A review of “Stretching the Heavens: The Life of Eugene England and the Crisis of Modern Mormonism" by Terryl Givens.
All annotations refer to pages in Stretching the Heavens, by Terryl L. Givens.

When renowned rhetorician Wayne Booth attended Eugene England’s Sunday School class he’d just finished listening to “an abominable sermon” during the first hour and was “so disgusted [he] was thinking seriously about getting [himself] excommunicated.” Remembering, however, that England was teaching the next class, Booth stayed and later recorded: “[England’s] hour was so thoughtful that I changed my mind: I’m not going to bother about getting excommunicated. In fact, I found myself thinking: any religion or culture that can produce a man like Gene, a man who can get away with unpopular, deeply thoughtful interpretations with a congregation like that, is worth belonging to” (p. 265). In the meticulously researched biography, Stretching the Heavens: The Life of Eugene England and the Crisis of Modern Mormonism, Terryl Givens examines to what extent England did, in fact, “get away with” his heaven-stretching theology.

Givens speaks to the quality and potential impact of England’s wide-ranging essays and dialectics by contextualizing them not only within the history and culture of The Church of Jesus Christ of Latter-day Saints but within the larger arc of Christian theology. He portrays England as a complicated genius who, often to his professional detriment, publicly explored the complexity and nuance within the history and beliefs of The Church of Jesus Christ of Latter-day Saints during a time of institutional entrenchment.

> Records supplied
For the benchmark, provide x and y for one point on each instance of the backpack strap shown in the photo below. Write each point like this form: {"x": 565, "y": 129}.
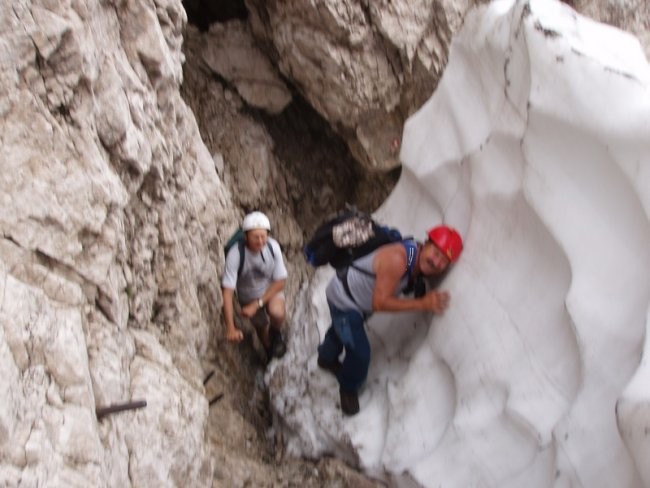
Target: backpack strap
{"x": 242, "y": 254}
{"x": 411, "y": 248}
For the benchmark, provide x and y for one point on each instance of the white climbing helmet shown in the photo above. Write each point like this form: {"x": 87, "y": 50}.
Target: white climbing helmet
{"x": 256, "y": 220}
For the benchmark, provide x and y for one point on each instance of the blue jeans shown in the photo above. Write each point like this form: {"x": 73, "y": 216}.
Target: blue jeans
{"x": 347, "y": 332}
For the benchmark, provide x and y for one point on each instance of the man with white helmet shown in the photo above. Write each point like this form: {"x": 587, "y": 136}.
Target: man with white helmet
{"x": 259, "y": 281}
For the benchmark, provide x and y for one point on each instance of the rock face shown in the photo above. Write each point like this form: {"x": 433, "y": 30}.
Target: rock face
{"x": 364, "y": 66}
{"x": 107, "y": 219}
{"x": 124, "y": 172}
{"x": 535, "y": 146}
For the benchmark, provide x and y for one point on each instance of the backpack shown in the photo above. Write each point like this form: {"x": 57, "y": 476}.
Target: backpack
{"x": 238, "y": 239}
{"x": 351, "y": 235}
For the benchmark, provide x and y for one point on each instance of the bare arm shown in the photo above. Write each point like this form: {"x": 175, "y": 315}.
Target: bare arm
{"x": 389, "y": 266}
{"x": 232, "y": 333}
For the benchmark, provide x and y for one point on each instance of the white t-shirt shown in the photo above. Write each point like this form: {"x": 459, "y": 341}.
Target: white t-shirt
{"x": 260, "y": 270}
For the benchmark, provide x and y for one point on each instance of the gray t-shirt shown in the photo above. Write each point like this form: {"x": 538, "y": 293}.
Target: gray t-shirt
{"x": 362, "y": 286}
{"x": 260, "y": 270}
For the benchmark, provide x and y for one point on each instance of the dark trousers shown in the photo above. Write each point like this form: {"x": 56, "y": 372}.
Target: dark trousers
{"x": 347, "y": 333}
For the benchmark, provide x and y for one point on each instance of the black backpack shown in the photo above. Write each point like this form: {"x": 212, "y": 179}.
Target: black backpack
{"x": 238, "y": 239}
{"x": 347, "y": 237}
{"x": 351, "y": 235}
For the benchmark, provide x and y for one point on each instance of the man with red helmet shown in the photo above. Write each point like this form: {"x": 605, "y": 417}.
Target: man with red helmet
{"x": 374, "y": 283}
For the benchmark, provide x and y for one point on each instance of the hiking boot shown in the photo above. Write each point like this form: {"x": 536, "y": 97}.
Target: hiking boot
{"x": 278, "y": 347}
{"x": 349, "y": 402}
{"x": 332, "y": 366}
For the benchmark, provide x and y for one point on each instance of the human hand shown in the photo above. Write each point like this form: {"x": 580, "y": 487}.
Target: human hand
{"x": 436, "y": 301}
{"x": 234, "y": 335}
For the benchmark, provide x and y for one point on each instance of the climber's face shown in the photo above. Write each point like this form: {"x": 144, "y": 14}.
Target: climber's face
{"x": 432, "y": 260}
{"x": 256, "y": 239}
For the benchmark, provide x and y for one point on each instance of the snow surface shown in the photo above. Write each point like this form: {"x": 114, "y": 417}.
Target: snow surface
{"x": 536, "y": 146}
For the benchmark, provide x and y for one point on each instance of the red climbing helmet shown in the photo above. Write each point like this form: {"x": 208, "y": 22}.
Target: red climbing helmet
{"x": 448, "y": 241}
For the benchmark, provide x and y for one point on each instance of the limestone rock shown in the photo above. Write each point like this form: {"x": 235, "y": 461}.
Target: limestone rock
{"x": 230, "y": 51}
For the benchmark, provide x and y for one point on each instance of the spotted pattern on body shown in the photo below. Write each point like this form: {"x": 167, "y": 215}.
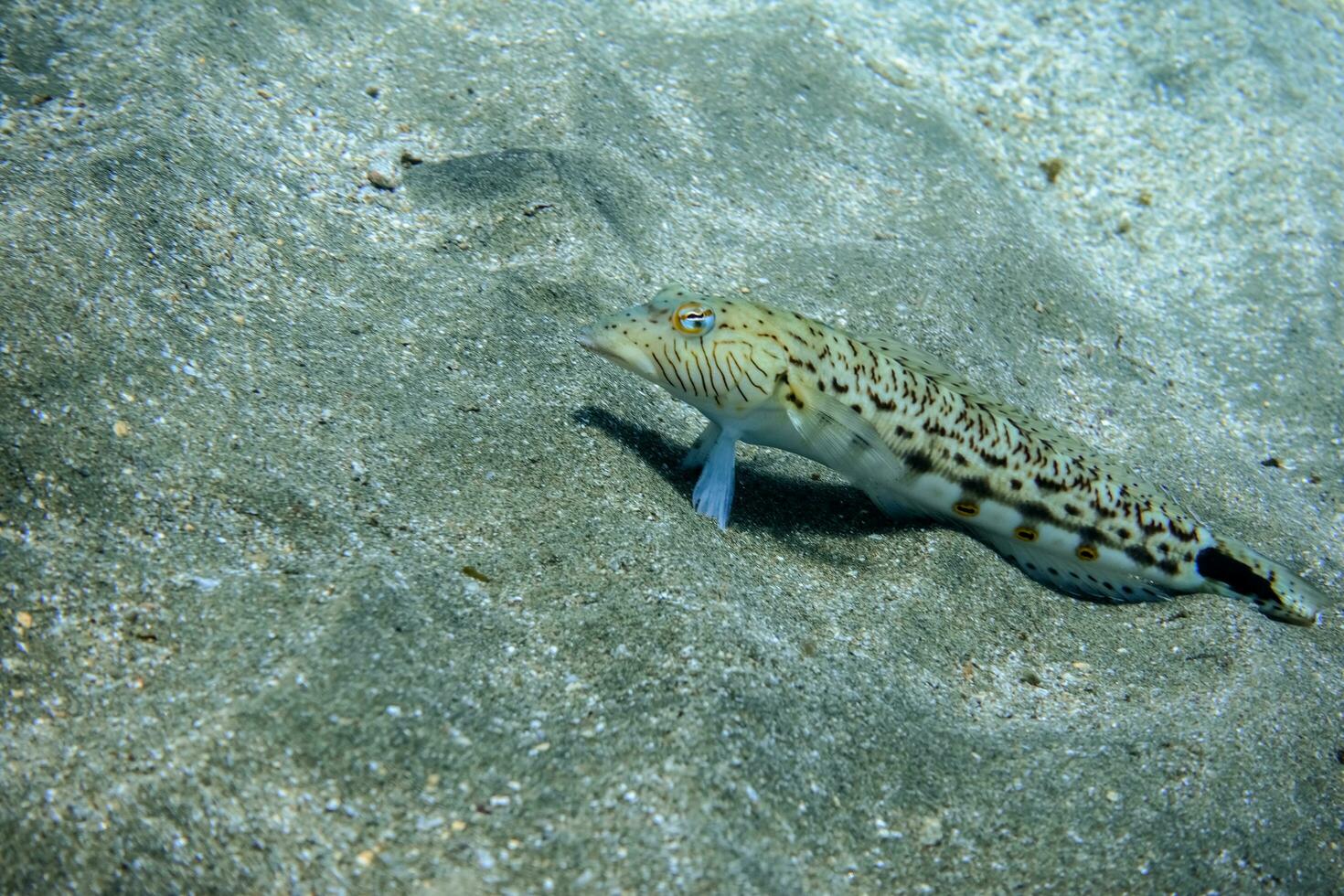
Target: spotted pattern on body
{"x": 920, "y": 440}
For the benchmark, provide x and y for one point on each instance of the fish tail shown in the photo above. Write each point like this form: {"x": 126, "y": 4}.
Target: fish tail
{"x": 1237, "y": 571}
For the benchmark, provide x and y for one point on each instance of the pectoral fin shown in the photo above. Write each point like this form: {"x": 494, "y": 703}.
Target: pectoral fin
{"x": 712, "y": 493}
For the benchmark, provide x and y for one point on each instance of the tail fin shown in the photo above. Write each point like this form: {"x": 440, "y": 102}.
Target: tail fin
{"x": 1237, "y": 571}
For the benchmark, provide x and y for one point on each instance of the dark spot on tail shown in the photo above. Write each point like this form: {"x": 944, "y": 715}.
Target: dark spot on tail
{"x": 1215, "y": 564}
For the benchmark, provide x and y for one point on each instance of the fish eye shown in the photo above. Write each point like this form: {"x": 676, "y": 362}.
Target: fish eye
{"x": 694, "y": 318}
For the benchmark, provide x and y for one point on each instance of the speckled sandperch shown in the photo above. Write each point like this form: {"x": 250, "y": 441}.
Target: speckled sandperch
{"x": 921, "y": 441}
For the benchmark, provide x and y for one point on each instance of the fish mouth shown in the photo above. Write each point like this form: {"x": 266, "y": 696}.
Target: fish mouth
{"x": 589, "y": 341}
{"x": 621, "y": 354}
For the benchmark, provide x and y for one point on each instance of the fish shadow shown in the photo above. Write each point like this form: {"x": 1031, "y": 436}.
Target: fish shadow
{"x": 783, "y": 506}
{"x": 786, "y": 507}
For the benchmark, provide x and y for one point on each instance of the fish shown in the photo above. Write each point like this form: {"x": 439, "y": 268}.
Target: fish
{"x": 923, "y": 443}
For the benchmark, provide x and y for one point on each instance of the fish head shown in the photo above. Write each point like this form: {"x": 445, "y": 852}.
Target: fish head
{"x": 707, "y": 351}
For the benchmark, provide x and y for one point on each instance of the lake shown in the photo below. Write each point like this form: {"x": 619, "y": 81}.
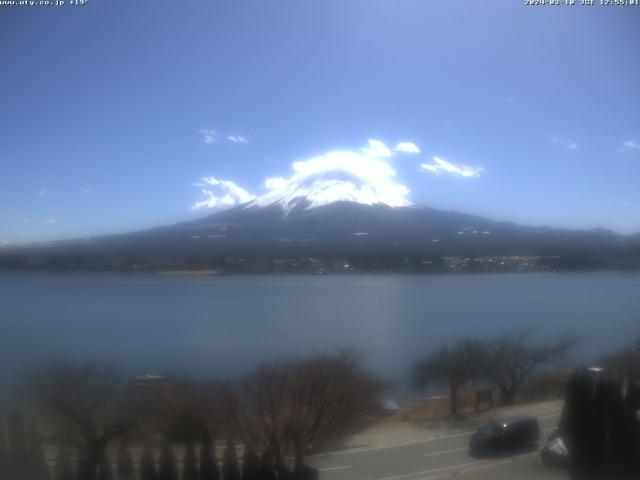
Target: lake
{"x": 224, "y": 326}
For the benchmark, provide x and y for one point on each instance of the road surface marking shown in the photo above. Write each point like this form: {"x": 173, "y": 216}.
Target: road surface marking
{"x": 355, "y": 450}
{"x": 435, "y": 470}
{"x": 395, "y": 445}
{"x": 484, "y": 467}
{"x": 445, "y": 451}
{"x": 549, "y": 415}
{"x": 328, "y": 469}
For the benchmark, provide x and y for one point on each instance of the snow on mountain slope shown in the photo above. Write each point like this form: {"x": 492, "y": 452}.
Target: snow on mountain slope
{"x": 335, "y": 177}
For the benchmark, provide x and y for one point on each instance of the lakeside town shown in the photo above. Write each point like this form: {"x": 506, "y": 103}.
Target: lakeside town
{"x": 211, "y": 265}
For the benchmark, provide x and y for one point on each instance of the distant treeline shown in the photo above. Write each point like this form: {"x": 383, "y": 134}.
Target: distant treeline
{"x": 166, "y": 429}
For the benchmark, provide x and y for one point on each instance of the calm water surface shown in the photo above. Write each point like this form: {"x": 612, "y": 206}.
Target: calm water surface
{"x": 225, "y": 325}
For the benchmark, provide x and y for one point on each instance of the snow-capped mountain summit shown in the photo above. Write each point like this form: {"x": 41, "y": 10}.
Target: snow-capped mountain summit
{"x": 326, "y": 188}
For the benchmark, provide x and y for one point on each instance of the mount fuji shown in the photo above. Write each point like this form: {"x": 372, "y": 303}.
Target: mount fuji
{"x": 340, "y": 214}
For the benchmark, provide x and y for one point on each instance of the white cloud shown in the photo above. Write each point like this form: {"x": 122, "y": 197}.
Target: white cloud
{"x": 629, "y": 145}
{"x": 442, "y": 166}
{"x": 377, "y": 149}
{"x": 220, "y": 193}
{"x": 360, "y": 176}
{"x": 237, "y": 139}
{"x": 407, "y": 147}
{"x": 275, "y": 183}
{"x": 208, "y": 136}
{"x": 569, "y": 144}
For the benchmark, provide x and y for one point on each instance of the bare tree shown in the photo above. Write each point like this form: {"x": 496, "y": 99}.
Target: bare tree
{"x": 513, "y": 358}
{"x": 303, "y": 406}
{"x": 89, "y": 407}
{"x": 452, "y": 366}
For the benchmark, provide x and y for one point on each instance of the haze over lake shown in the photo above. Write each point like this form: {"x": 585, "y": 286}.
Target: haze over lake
{"x": 226, "y": 325}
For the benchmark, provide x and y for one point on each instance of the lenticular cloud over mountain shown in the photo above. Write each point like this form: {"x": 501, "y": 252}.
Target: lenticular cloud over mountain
{"x": 337, "y": 176}
{"x": 364, "y": 176}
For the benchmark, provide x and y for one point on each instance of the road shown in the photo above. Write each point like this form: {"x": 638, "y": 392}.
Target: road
{"x": 434, "y": 458}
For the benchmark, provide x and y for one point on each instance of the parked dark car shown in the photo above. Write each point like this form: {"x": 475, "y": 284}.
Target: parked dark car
{"x": 506, "y": 434}
{"x": 555, "y": 451}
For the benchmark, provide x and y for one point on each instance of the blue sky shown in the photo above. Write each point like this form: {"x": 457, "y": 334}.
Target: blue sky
{"x": 106, "y": 110}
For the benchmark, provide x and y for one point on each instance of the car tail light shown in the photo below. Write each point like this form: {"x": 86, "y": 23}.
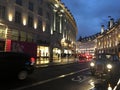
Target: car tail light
{"x": 32, "y": 60}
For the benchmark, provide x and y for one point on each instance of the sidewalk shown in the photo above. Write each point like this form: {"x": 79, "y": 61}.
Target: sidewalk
{"x": 56, "y": 63}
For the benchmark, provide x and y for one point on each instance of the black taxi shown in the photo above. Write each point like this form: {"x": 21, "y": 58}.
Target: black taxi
{"x": 105, "y": 63}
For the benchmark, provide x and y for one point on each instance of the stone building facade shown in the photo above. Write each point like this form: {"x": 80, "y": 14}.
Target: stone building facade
{"x": 42, "y": 28}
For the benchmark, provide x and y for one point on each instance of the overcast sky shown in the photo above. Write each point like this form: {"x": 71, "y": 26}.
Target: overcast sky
{"x": 91, "y": 14}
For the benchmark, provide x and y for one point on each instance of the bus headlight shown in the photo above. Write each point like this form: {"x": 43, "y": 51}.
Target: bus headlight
{"x": 92, "y": 64}
{"x": 109, "y": 66}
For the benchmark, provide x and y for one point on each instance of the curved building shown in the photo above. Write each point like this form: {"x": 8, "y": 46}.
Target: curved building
{"x": 43, "y": 28}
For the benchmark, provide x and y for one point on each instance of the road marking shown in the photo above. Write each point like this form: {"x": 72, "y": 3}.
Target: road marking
{"x": 51, "y": 79}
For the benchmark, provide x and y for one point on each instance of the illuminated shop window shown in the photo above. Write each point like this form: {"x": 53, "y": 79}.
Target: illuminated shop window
{"x": 29, "y": 37}
{"x": 31, "y": 6}
{"x": 17, "y": 17}
{"x": 19, "y": 2}
{"x": 14, "y": 34}
{"x": 2, "y": 11}
{"x": 30, "y": 21}
{"x": 2, "y": 32}
{"x": 22, "y": 36}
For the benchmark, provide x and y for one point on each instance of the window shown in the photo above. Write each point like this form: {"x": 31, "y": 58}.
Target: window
{"x": 40, "y": 11}
{"x": 19, "y": 2}
{"x": 29, "y": 37}
{"x": 17, "y": 17}
{"x": 40, "y": 24}
{"x": 30, "y": 21}
{"x": 22, "y": 36}
{"x": 31, "y": 6}
{"x": 14, "y": 34}
{"x": 40, "y": 1}
{"x": 2, "y": 12}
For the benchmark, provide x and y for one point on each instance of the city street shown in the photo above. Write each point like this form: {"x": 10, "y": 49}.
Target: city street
{"x": 74, "y": 76}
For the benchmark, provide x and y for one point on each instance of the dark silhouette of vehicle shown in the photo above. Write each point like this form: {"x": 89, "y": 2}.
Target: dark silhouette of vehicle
{"x": 105, "y": 63}
{"x": 16, "y": 64}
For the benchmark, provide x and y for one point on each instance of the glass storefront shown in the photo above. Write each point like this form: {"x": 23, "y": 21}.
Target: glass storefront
{"x": 42, "y": 55}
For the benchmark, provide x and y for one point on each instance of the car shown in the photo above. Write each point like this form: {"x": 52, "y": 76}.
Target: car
{"x": 16, "y": 64}
{"x": 105, "y": 63}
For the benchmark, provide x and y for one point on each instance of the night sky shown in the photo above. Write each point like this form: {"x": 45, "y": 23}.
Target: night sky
{"x": 91, "y": 14}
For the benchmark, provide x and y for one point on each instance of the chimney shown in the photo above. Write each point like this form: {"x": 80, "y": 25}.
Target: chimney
{"x": 111, "y": 22}
{"x": 102, "y": 28}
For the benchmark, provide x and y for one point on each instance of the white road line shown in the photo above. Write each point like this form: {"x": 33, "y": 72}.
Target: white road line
{"x": 51, "y": 79}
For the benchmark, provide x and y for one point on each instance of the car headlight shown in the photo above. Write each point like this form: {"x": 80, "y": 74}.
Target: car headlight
{"x": 109, "y": 66}
{"x": 92, "y": 64}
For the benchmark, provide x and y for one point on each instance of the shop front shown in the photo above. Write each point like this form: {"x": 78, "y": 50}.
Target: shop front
{"x": 42, "y": 54}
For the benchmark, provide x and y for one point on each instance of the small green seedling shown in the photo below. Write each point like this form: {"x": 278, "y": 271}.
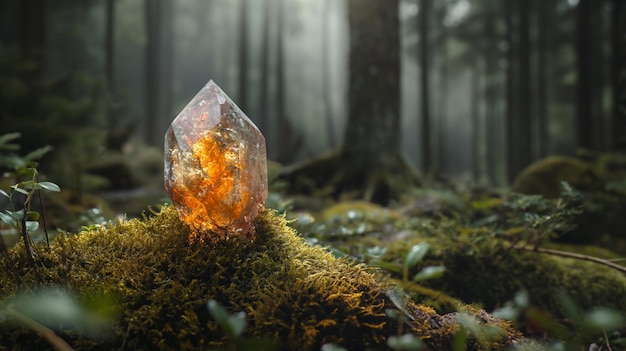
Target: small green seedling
{"x": 415, "y": 255}
{"x": 233, "y": 325}
{"x": 406, "y": 342}
{"x": 24, "y": 219}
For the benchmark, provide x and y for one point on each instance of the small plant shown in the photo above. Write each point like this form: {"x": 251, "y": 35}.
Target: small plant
{"x": 232, "y": 325}
{"x": 415, "y": 255}
{"x": 20, "y": 195}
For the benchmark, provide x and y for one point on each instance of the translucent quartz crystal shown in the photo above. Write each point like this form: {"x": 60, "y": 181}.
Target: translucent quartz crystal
{"x": 215, "y": 167}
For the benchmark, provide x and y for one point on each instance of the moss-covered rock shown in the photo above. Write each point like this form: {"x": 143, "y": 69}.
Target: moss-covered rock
{"x": 544, "y": 176}
{"x": 490, "y": 272}
{"x": 296, "y": 295}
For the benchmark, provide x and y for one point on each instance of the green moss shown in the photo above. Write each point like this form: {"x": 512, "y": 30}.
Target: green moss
{"x": 298, "y": 295}
{"x": 488, "y": 273}
{"x": 544, "y": 176}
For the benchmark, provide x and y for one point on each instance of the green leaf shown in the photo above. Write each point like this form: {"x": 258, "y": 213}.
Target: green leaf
{"x": 16, "y": 215}
{"x": 32, "y": 225}
{"x": 391, "y": 267}
{"x": 38, "y": 153}
{"x": 602, "y": 318}
{"x": 20, "y": 190}
{"x": 232, "y": 325}
{"x": 29, "y": 185}
{"x": 431, "y": 272}
{"x": 6, "y": 138}
{"x": 332, "y": 347}
{"x": 7, "y": 219}
{"x": 416, "y": 253}
{"x": 406, "y": 342}
{"x": 50, "y": 186}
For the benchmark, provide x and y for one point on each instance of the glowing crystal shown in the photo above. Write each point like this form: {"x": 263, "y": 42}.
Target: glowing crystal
{"x": 215, "y": 167}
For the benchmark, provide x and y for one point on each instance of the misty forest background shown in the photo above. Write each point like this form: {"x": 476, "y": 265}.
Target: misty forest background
{"x": 486, "y": 86}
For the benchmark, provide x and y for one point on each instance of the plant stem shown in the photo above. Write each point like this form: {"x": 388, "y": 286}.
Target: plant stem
{"x": 40, "y": 329}
{"x": 572, "y": 255}
{"x": 29, "y": 250}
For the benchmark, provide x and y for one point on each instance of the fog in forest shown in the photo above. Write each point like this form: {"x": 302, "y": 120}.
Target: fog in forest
{"x": 285, "y": 63}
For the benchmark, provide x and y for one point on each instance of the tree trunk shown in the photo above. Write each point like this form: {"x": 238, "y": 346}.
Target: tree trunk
{"x": 492, "y": 98}
{"x": 109, "y": 45}
{"x": 372, "y": 132}
{"x": 158, "y": 70}
{"x": 511, "y": 79}
{"x": 424, "y": 10}
{"x": 243, "y": 55}
{"x": 261, "y": 120}
{"x": 585, "y": 84}
{"x": 32, "y": 14}
{"x": 369, "y": 165}
{"x": 518, "y": 87}
{"x": 619, "y": 76}
{"x": 326, "y": 89}
{"x": 544, "y": 12}
{"x": 477, "y": 140}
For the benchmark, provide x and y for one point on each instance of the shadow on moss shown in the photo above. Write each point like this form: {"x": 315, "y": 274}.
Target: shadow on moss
{"x": 298, "y": 295}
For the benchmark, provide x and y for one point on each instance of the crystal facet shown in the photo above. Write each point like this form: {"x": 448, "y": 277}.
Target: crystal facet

> Exercise
Pick up the review of the Eugene England biography after its last sentence and keep writing it.

> Task output
Eugene England died in 2001—the year after Booth attended his Sunday School class. That England still had such loyal devotion to the Church of Jesus Christ after being recently pushed out of his professorship at BYU and could teach such beautiful Sunday School lessons while suffering from the symptoms of undiagnosed brain cancer is a testament to England’s personal abilities and priorities. What Givens accomplishes with this biography is not only a compelling argument for England’s intellectual and spiritual contributions to Latter-day Saint theology and culture (indeed the carefully chosen excerpts from England’s essays sprinkled throughout biography speak for themselves) but a tenacious examination of how the historical moment in which England lived informed his ambitions and scholarship. Givens, who was hand-picked to write Gene’s biography by England’s widow, is in some ways England’s own intellectual successor: Givens too is an active member of the Church, an incredibly gifted scholar and writer, and perhaps all too aware of the constraints that come with being a “Mormon celebrity.”

Of course, Givens’ own “historical moment” is what makes the publication of such a biography—one written by a celebrated, orthodox Latter-day Saint scholar who can unflinchingly unpack difficult behind-the-scenes questions about sensitive Church matters—allowable. In 2016, Elder M. Russell Ballard gave a landmark Church Education System (CES) Fireside to religious educators wherein he acknowledged that church curriculum in generations prior (ostensibly during England’s lifetime), “though well-meaning, did not prepare students for today—a day when they have instant access to virtually everything about the Church from every possible point of view.” Elder Ballard’s proposed remedy for instilling faith during the age of the internet was to teach Latter-day Saint youth from the best books “includ[ing] the scriptures, the teachings of modern prophets and apostles, and the best LDS scholarship available.” Such a high-ranking and explicit directive to study and incorporate serious historical scholarship into religious teaching was a shift from England’s day when in 1981 Elder Boyd K. Packer cautioned LDS scholars against writing or teaching about what Packer regarded as unhelpful tenets of Church History: “some things that are true are not very useful” (p. 168).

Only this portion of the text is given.